**Задание**.
Ответьте по отрывку воспоминаний о 1925 годе:
(a) О ком готовится реферат для институтского семинара?
(b) К какому часу открывается библиотека?
(c) Кто пытался внушить студентам марксистский подход к литературе?

**Отрывок текста**.
========================================================================

Год 1925-й. Учусь я в двух учебных заведениях сразу: с успехом приближаюсь к окончанию стенографических курсов и без большого интереса и весьма посредственно готовлюсь к переходу на второй — Государственных курсов при Институте истории искусств. С трех до пяти в одном месте (через день) и с пяти до десяти — в другом (ежедневно). Утра провожу в Публичной библиотеке: готовлю реферат об Аполлоне Григорьеве для одного из институтских семинаров; параллельно читаемым лекциям перелистываю «Русский Архив», «Русскую Старину», «Отечественные Записки», «Современник» Пушкина, «Современник» Некрасова, прижизненные издания Пушкина, Баратынского, Лермонтова. Старые шрифты, желтые страницы, виньетки, старые литографии, запах пыли и ушедшего столетия; ранние поездки в библиотеку, когда в трамвае еще клонит ко сну, мороз, и дыханием продуваешь круглую проплешину в узорном замерзшем стекле, и протираешь ее варежкой, чтобы увидать знакомый дом и сообразить, где мы; и согретая тишь, настороженный простор библиотечного зала; и мутная зимняя утренняя синева за высоким окном — все доставляет мне радость. Прихожу сюда иногда первая, к невыспавшимся, как я, но и сквозь недосып приветливым библиотекаршам. Оглядываюсь: пустовато; из нашего Института еще никого.
У меня потаенная цель: в поисках мировоззрения, отсутствие которого представляется мне постыдным, я, кроме учебных заданий, пробую читать Гегеля, Фихте, Фейербаха… Я слышала, что мировоззрение добывается умными людьми из философии — и вот встаю по будильнику в семь утра, чтобы урвать лишний час и поспеть к открытию библиотеки, к девяти. Гегель мне решительно не по зубам, и я чуть не со слезами конспектирую длинные, переводчески-неуклюжие, бесконечные периоды… Нет, Гегель решительно не помогает отыскать и выбрать для себя подходящее мировоззрение… Я даже не понимаю, о чем, собственно, речь. Может быть, Фихте откроет мне глаза?
Среди студентов у меня много друзей. Но они от моих философических поисков отмахиваются. Хотя так же, как и я, считают марксистские брошюрки и лекции — ничем не сопряженной с окружающей жизнью, некстати напяливаемой на живую жизнь и на искусство, отвлеченной выдумкой. Нудь! Скучища! Марксистский подход к литературе пытался внушить нам проф. Я. Назаренко. Подход у него безусловно был: самой же литературы, к которой применялся подход, он ведать не ведал. Лекций его мы не записывали и, сидя перед ним на скамьях, вели не конспекты лекций, а оживленную корреспонденцию друг с другом; иронически, с шуточками, с издевочками сдавали ему зачеты. Случалось, выйдя после его лекции на волю, запевал кто-нибудь веселую песенку:
У подъезда И. И. И.
Обвалилась стенка.
Стенка, стенка, задави
Яшу Назаренко.
Подхватывали — но и сочинитель и мы без злобы, — просто хотелось потешиться над самоуверенным неучем.

========================================================================

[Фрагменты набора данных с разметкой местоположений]
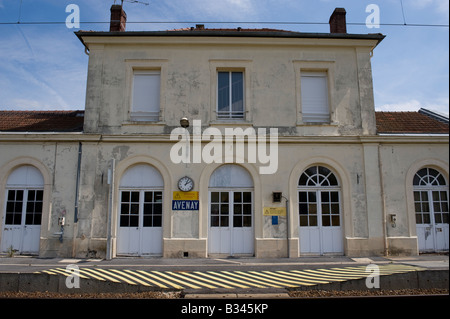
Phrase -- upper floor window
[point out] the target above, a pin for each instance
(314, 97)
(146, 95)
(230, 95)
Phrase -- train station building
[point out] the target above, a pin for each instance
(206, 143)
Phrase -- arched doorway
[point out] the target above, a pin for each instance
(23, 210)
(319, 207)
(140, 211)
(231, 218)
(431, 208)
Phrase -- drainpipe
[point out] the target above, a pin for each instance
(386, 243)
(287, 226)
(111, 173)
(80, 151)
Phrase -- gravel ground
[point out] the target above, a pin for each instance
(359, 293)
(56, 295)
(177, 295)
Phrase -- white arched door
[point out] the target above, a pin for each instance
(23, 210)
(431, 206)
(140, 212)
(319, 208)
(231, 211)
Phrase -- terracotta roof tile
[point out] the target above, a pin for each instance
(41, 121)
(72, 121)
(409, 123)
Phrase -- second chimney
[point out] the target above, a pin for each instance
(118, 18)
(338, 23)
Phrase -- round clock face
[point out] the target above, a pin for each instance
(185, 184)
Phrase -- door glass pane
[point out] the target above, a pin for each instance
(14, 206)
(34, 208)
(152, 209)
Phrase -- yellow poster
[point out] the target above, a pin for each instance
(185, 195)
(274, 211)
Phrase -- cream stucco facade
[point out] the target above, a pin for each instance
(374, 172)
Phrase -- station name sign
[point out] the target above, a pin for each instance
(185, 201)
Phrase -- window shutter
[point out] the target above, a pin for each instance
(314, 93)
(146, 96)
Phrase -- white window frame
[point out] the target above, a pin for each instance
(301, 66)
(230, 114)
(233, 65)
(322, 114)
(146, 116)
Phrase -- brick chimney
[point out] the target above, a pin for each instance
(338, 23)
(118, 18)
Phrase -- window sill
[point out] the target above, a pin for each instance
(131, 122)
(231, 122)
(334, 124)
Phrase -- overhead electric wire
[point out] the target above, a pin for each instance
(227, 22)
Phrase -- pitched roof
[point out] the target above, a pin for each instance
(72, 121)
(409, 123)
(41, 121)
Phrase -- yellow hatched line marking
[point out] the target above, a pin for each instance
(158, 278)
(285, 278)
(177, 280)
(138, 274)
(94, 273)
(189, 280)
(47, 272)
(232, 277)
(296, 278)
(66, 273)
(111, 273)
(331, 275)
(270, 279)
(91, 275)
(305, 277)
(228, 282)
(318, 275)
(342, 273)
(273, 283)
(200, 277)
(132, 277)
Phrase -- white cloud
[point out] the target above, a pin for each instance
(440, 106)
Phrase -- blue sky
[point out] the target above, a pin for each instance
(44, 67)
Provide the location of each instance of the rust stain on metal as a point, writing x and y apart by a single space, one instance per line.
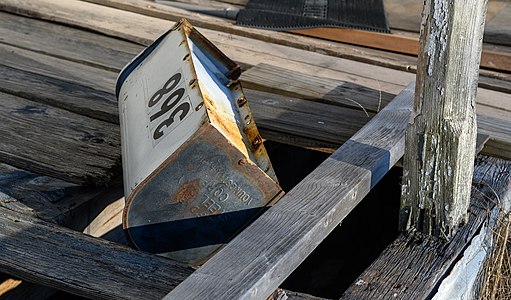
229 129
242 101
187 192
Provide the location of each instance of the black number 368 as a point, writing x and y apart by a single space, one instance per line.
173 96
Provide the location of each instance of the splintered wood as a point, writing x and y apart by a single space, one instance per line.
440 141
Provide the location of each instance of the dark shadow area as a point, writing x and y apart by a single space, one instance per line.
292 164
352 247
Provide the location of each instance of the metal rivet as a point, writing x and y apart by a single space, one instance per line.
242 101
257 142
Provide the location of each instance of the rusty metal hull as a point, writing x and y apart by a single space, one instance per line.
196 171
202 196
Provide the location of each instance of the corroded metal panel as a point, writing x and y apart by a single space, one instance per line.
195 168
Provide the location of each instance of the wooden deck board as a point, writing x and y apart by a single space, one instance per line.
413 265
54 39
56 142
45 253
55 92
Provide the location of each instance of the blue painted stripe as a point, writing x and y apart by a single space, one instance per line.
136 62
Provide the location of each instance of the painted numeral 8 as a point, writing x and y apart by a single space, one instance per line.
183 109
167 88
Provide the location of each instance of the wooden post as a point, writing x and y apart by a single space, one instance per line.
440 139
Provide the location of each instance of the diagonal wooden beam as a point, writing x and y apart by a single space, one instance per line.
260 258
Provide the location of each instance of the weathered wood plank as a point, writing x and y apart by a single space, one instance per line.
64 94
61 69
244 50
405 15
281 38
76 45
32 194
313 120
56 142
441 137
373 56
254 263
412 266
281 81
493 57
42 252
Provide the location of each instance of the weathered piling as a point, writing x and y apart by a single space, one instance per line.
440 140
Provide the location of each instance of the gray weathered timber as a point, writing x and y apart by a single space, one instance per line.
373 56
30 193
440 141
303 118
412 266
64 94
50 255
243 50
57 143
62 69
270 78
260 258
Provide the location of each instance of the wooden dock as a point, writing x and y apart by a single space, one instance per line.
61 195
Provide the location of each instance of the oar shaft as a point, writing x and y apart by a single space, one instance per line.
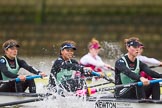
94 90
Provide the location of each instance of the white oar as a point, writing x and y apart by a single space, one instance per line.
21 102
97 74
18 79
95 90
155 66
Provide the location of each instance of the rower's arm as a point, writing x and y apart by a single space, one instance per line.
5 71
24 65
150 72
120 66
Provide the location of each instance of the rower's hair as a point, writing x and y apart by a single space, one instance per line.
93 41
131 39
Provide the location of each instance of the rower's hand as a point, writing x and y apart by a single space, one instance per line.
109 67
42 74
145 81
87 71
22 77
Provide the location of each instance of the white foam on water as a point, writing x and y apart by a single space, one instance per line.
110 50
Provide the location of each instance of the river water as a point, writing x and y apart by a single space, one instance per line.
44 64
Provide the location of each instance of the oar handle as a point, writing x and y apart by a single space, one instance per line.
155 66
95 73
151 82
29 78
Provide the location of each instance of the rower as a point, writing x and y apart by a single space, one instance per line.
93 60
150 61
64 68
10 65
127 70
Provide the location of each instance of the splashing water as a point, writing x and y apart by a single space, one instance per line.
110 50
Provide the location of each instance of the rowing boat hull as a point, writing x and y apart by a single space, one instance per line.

========================================================================

**Ответ**.
(a) Об Аполлоне Григорьеве.
(b) К девяти.
(c) Профессор Я. Назаренко.